Nach sechs Jahren eröffnete die Judenmission, von der ich schon sprach, eine neue Missionsstation ungefähr eine Meile von unserer Wohnung entfernt. Irgendjemand im dortigen Büro sah all die Unterlagen durch, die sich über Jahre angesammelt hatten, und sortierte alle die Adressen aus, die sich in einem gewissen Umkreis um die Missionsstation befanden. Dann wurden Mitarbeiter ausgesandt, die uns besuchten und uns in die neue Station einluden. Nach kurzer Zeit kam jemand zu uns, und wir erhielten eine Einladung zu einer jüdisch-christlichen Zusammenkunft. Als ich diese Bezeichnung zum erstenmal hörte – „jüdisch-christlich” -, dachte ich, das sei ein totaler Widerspruch der Begriffe. Man ist entweder ein Jude oder ein Christ, aber niemals beides. Jeder, der sich einen Juden und zugleich einen Christen nennt, hat etwas Schizophrenes an sich, trägt zwei Persönlichkeiten in einer.

# AUFGABEN
[A] Gib den Abschnitt des Seitentexts wieder, der mit „Nach sechs Jahren“ beginnt und sich bis „Persönlichkeiten in einer.“ erstreckt, und ersetze darin jedes „Missionsstation“ durch „Zweigstelle“.
[B] Wie weit war die neue Missionsstation laut Seitentext von der Wohnung entfernt?
[C] Schreibe den Seitentext über die Einladung zur jüdisch-christlichen Zusammenkunft nach seinem letzten Satz weiter.
Die Einträge sind eigenständiges Material und gehören nicht zum Seitentext.

# VORLIEGENDE ANGABEN
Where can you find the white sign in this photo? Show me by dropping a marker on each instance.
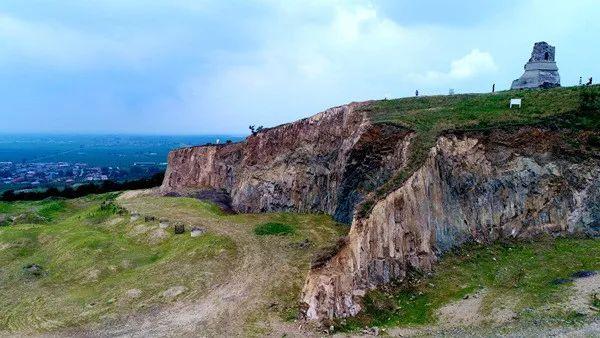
(515, 102)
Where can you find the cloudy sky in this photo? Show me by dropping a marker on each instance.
(196, 67)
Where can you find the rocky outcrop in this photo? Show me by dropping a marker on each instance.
(325, 163)
(471, 188)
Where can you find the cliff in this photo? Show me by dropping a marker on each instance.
(427, 174)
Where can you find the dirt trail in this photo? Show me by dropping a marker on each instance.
(223, 310)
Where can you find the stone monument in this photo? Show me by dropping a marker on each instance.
(541, 70)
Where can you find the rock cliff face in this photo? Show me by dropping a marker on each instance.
(324, 163)
(471, 187)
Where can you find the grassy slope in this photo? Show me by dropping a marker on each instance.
(431, 116)
(521, 275)
(92, 256)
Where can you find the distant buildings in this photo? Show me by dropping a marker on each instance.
(20, 176)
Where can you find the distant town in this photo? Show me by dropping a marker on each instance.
(23, 176)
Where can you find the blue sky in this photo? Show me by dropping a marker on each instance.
(198, 67)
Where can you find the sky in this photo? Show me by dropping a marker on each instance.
(216, 67)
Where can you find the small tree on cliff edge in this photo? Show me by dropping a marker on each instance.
(254, 130)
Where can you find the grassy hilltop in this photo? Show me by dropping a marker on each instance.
(103, 264)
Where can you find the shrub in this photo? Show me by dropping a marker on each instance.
(273, 228)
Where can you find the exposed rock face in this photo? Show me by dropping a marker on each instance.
(540, 70)
(477, 187)
(324, 163)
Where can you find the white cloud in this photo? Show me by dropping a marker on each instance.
(61, 46)
(473, 64)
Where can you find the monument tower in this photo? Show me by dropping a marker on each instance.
(541, 70)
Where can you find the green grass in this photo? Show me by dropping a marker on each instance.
(575, 108)
(91, 256)
(521, 274)
(273, 228)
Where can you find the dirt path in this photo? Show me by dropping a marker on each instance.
(226, 308)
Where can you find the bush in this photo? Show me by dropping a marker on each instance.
(273, 228)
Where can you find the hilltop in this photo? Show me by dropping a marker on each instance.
(461, 210)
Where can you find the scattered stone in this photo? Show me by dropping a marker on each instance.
(93, 275)
(133, 293)
(583, 274)
(179, 229)
(173, 292)
(157, 236)
(28, 218)
(197, 231)
(305, 244)
(34, 270)
(163, 224)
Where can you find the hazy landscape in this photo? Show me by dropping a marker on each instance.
(316, 168)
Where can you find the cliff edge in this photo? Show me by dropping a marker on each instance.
(415, 177)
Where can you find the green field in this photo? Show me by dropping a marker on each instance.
(570, 108)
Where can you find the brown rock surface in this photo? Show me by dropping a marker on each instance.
(470, 188)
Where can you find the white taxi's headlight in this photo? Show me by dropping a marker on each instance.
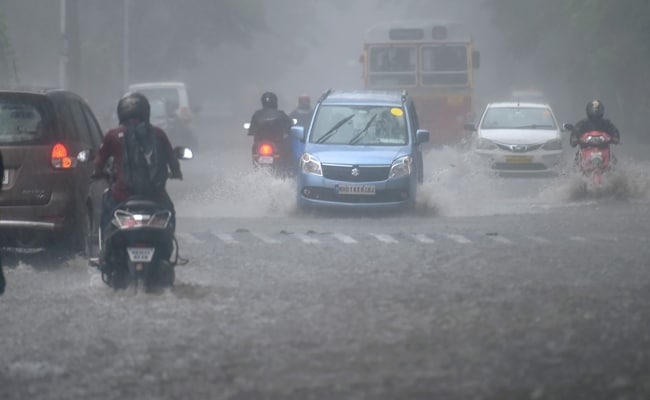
(310, 165)
(484, 144)
(555, 144)
(401, 167)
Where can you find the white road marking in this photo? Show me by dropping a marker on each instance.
(539, 239)
(458, 238)
(422, 238)
(266, 239)
(384, 238)
(307, 239)
(344, 238)
(501, 239)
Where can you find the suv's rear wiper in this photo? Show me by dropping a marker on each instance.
(361, 133)
(333, 129)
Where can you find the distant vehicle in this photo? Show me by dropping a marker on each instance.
(171, 103)
(363, 149)
(435, 61)
(527, 96)
(520, 138)
(48, 139)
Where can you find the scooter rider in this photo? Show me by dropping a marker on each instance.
(594, 122)
(133, 110)
(270, 123)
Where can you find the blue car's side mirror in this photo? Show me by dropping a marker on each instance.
(298, 132)
(422, 136)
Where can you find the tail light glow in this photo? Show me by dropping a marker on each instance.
(266, 150)
(59, 157)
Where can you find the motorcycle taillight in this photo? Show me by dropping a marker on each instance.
(266, 150)
(160, 220)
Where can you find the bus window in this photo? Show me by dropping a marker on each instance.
(392, 65)
(444, 65)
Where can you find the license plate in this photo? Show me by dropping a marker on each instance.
(265, 160)
(368, 190)
(141, 254)
(519, 159)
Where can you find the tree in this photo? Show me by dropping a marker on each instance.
(5, 53)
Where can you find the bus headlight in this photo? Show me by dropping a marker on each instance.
(401, 167)
(310, 165)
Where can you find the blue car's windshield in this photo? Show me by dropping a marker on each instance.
(360, 126)
(518, 118)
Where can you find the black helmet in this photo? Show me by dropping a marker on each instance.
(269, 100)
(133, 106)
(595, 109)
(304, 101)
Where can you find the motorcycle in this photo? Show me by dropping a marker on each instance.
(595, 157)
(274, 156)
(140, 247)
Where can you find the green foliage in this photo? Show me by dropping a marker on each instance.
(5, 50)
(599, 47)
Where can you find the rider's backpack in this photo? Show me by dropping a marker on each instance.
(144, 160)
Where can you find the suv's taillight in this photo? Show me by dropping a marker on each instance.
(185, 113)
(60, 159)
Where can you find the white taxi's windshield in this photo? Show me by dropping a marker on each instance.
(360, 125)
(518, 118)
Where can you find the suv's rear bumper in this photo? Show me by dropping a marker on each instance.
(56, 215)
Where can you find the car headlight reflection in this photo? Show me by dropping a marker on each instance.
(401, 167)
(484, 144)
(555, 144)
(311, 165)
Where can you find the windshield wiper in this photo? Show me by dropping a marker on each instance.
(362, 132)
(533, 126)
(334, 129)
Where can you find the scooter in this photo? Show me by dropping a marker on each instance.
(139, 246)
(595, 158)
(274, 156)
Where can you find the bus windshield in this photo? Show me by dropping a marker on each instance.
(444, 65)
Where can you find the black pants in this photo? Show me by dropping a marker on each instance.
(2, 278)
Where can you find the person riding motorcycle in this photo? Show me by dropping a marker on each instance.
(270, 123)
(133, 110)
(594, 122)
(303, 112)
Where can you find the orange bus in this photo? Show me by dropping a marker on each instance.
(434, 61)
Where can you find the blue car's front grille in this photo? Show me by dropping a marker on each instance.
(355, 173)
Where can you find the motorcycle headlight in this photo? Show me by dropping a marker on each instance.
(401, 167)
(555, 144)
(484, 144)
(311, 165)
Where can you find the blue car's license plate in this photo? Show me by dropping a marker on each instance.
(356, 189)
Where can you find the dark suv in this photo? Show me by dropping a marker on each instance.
(48, 139)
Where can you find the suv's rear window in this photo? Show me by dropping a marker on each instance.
(23, 119)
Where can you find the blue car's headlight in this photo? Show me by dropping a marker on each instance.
(555, 144)
(310, 165)
(485, 144)
(401, 167)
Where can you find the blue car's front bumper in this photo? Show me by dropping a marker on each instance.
(319, 192)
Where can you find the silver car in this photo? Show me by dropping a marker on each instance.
(520, 138)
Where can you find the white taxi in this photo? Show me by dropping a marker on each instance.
(518, 138)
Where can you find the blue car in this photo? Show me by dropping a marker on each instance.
(362, 149)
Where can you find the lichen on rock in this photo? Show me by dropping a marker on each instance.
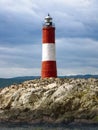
(51, 100)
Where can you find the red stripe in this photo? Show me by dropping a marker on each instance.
(49, 69)
(48, 35)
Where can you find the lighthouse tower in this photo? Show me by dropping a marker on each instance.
(49, 68)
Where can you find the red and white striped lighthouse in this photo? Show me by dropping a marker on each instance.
(49, 68)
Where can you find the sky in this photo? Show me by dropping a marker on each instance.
(76, 23)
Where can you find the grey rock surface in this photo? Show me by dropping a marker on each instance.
(51, 100)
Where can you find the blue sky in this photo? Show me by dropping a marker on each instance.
(76, 24)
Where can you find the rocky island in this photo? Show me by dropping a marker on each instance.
(50, 100)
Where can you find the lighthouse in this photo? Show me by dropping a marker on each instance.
(49, 68)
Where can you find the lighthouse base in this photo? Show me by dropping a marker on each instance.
(49, 69)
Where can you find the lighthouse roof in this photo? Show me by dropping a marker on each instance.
(48, 17)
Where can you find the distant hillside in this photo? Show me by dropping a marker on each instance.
(8, 81)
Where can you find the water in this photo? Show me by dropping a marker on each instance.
(47, 127)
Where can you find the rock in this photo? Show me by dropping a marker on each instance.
(50, 100)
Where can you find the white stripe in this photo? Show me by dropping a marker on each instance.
(48, 52)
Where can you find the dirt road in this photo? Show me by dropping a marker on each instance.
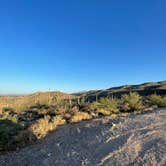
(133, 140)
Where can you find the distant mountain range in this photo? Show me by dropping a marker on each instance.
(49, 97)
(143, 89)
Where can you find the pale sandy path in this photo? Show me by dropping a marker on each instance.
(134, 140)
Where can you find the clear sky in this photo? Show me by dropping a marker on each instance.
(73, 45)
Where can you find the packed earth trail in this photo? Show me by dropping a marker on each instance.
(135, 139)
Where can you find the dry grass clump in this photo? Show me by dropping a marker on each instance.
(158, 100)
(105, 106)
(58, 120)
(79, 116)
(131, 102)
(43, 126)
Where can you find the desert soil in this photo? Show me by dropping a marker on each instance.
(131, 140)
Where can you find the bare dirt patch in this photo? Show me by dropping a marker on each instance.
(132, 140)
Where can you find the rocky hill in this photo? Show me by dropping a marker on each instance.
(143, 89)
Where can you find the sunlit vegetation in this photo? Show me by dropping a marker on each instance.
(34, 122)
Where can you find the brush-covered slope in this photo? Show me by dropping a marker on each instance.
(143, 89)
(19, 102)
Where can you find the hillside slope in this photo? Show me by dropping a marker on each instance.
(28, 100)
(133, 140)
(143, 89)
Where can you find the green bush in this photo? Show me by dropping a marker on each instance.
(131, 102)
(157, 100)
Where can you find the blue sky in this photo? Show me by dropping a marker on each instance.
(80, 44)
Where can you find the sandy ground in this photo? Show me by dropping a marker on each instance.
(132, 140)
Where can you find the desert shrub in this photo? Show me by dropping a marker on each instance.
(105, 106)
(8, 130)
(43, 126)
(79, 116)
(131, 102)
(58, 120)
(157, 100)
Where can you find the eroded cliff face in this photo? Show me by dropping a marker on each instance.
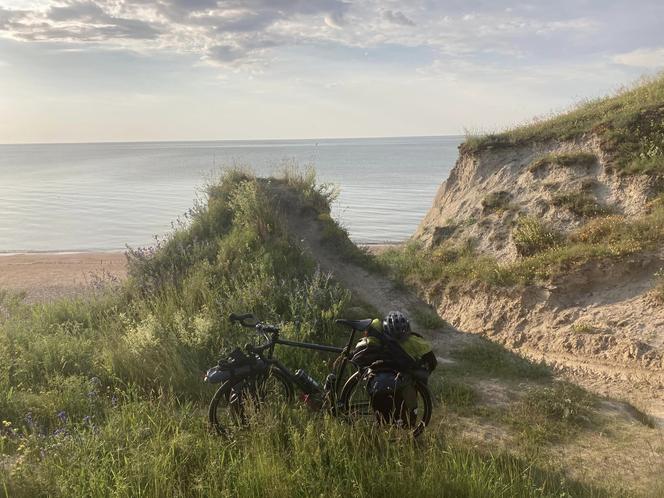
(488, 190)
(601, 323)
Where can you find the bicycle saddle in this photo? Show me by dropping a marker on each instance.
(355, 324)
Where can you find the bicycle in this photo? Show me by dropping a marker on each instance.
(253, 378)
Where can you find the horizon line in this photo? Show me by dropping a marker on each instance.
(102, 142)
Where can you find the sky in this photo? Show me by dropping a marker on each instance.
(120, 70)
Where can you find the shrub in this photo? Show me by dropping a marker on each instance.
(629, 124)
(496, 202)
(531, 236)
(581, 204)
(563, 159)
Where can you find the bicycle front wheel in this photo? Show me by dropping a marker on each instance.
(237, 399)
(357, 407)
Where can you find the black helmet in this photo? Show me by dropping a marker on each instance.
(396, 325)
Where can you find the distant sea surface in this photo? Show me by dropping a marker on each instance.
(69, 197)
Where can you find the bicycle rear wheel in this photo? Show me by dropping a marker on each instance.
(356, 405)
(237, 399)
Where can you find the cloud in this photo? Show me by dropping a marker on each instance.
(642, 57)
(398, 17)
(250, 32)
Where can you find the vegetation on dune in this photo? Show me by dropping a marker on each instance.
(496, 202)
(544, 253)
(581, 204)
(630, 126)
(103, 396)
(563, 159)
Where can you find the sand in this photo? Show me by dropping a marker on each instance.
(45, 276)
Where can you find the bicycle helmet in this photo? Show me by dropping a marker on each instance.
(396, 325)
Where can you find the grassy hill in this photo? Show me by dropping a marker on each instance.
(630, 126)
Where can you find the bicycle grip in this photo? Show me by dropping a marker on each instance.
(240, 318)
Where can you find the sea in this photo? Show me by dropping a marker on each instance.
(107, 196)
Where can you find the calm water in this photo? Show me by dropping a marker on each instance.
(60, 197)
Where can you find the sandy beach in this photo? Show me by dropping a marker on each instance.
(45, 276)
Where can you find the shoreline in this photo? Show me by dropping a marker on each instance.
(44, 276)
(47, 275)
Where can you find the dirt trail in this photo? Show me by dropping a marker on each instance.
(378, 291)
(371, 288)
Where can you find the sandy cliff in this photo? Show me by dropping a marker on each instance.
(599, 322)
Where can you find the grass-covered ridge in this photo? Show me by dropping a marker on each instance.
(103, 396)
(630, 126)
(543, 252)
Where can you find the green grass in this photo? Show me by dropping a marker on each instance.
(532, 236)
(496, 202)
(548, 414)
(582, 204)
(630, 126)
(544, 253)
(159, 448)
(563, 159)
(103, 396)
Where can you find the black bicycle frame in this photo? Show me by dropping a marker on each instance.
(316, 347)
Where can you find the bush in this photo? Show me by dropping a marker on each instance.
(568, 159)
(496, 202)
(531, 236)
(581, 204)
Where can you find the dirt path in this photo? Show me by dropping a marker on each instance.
(641, 387)
(374, 289)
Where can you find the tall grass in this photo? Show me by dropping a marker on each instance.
(630, 125)
(103, 396)
(544, 253)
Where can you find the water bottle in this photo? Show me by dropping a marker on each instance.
(330, 383)
(306, 382)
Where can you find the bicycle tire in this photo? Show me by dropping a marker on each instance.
(424, 396)
(224, 418)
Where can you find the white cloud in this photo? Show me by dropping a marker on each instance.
(651, 58)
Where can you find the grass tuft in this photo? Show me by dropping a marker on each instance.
(531, 236)
(630, 126)
(581, 204)
(566, 159)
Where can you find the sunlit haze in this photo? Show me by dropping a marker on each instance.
(98, 70)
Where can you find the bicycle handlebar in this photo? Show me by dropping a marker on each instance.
(258, 325)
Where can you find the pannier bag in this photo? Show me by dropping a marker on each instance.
(237, 365)
(393, 396)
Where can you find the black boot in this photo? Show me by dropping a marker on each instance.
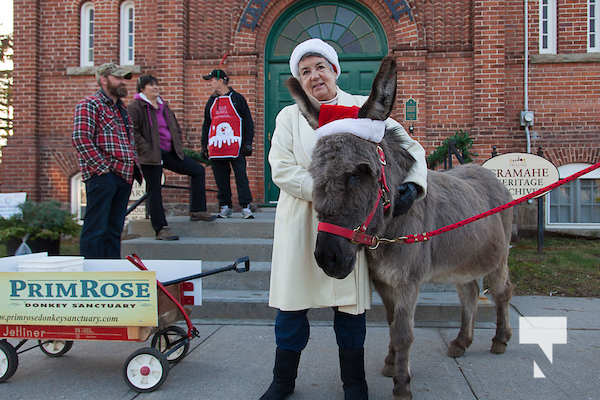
(352, 367)
(284, 375)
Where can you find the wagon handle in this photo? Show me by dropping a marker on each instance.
(137, 261)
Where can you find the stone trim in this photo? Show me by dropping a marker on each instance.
(564, 58)
(91, 70)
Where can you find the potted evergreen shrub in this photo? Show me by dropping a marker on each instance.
(42, 223)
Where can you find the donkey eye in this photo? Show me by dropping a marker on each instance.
(353, 180)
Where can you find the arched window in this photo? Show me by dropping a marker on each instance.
(78, 200)
(547, 26)
(87, 34)
(341, 26)
(593, 25)
(127, 33)
(577, 203)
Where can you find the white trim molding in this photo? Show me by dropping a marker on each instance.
(547, 27)
(86, 55)
(127, 33)
(593, 28)
(564, 171)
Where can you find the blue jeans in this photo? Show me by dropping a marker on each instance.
(222, 171)
(107, 196)
(153, 174)
(292, 330)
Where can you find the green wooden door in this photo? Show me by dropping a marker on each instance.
(349, 27)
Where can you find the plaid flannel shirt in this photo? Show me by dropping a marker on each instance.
(101, 136)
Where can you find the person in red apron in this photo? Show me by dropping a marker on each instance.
(227, 135)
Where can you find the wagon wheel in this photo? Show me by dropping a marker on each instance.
(55, 348)
(9, 361)
(145, 369)
(164, 340)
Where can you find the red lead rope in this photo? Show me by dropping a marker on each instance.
(358, 235)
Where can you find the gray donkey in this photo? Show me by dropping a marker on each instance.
(346, 172)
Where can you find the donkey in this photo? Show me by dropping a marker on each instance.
(347, 170)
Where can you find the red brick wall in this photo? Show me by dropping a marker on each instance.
(461, 60)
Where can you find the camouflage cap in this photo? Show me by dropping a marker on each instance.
(114, 70)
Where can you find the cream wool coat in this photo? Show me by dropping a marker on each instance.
(297, 282)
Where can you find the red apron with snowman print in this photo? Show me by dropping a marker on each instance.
(225, 134)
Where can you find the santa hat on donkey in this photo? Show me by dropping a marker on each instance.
(341, 119)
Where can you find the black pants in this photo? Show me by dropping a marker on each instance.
(107, 197)
(292, 330)
(153, 174)
(222, 171)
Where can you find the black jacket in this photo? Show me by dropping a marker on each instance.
(240, 105)
(146, 134)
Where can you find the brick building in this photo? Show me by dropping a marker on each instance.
(461, 62)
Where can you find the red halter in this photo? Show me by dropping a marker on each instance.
(358, 235)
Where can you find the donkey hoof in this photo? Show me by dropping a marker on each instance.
(388, 370)
(455, 350)
(498, 347)
(403, 396)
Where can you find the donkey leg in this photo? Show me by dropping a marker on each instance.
(468, 295)
(501, 290)
(387, 297)
(401, 338)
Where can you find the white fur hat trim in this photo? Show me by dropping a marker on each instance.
(313, 46)
(368, 129)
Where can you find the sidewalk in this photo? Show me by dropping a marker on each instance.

# SCHRIFTLICHE ANTWORTEN
[A]
Nach sechs Jahren eröffnete die Judenmission, von der ich schon sprach, eine neue Zweigstelle ungefähr eine Meile von unserer Wohnung entfernt. Irgendjemand im dortigen Büro sah all die Unterlagen durch, die sich über Jahre angesammelt hatten, und sortierte alle die Adressen aus, die sich in einem gewissen Umkreis um die Zweigstelle befanden. Dann wurden Mitarbeiter ausgesandt, die uns besuchten und uns in die neue Station einluden. Nach kurzer Zeit kam jemand zu uns, und wir erhielten eine Einladung zu einer jüdisch-christlichen Zusammenkunft. Als ich diese Bezeichnung zum erstenmal hörte – „jüdisch-christlich” -, dachte ich, das sei ein totaler Widerspruch der Begriffe. Man ist entweder ein Jude oder ein Christ, aber niemals beides. Jeder, der sich einen Juden und zugleich einen Christen nennt, hat etwas Schizophrenes an sich, trägt zwei Persönlichkeiten in einer.

[B] Ungefähr eine Meile.

[C]
Aber trotzdem war in mir die Neugier erwacht, und ich beschloß, am Abend des ersten Treffens hinzugehen. Ich ging hinein in den kleinen Versammlungsraum und setzte mich hin. Je mehr ich zuhörte, umso ärgerlicher wurde ich. Es berührte mich nicht, daß hier Juden von Jesus sprachen; so viel hatte ich schon erwartet. Mich ärgerte vielmehr, daß sie dazu unsere Bibel, den Tenach (das Alte Testament), benutzten. Ich war in dem Glauben erzogen worden, daß wir Juden unsere Bibel und die Christen ihre eigene Bibel haben. Ihre Bibel sei das Neue Testament und handelt von ihrem Gott, der Jesus heißt, aber das setzt nicht voraus, daß Jesus auch in unserer Bibel vorkommt. Hier aber waren Christen, die unsere Bibel benutzten. um von ihrem Jesus zu sprechen, und das ging mir gehörig auf die Nerven. Fräulein Ruth Wardell, die mich zu dem Treffen eingeladen hatte, konnte sehen, wie ärgerlich ich war, und sie war so weise, nicht mit mir darüber zu streiten, sondern stattdessen forderte sie mich heraus.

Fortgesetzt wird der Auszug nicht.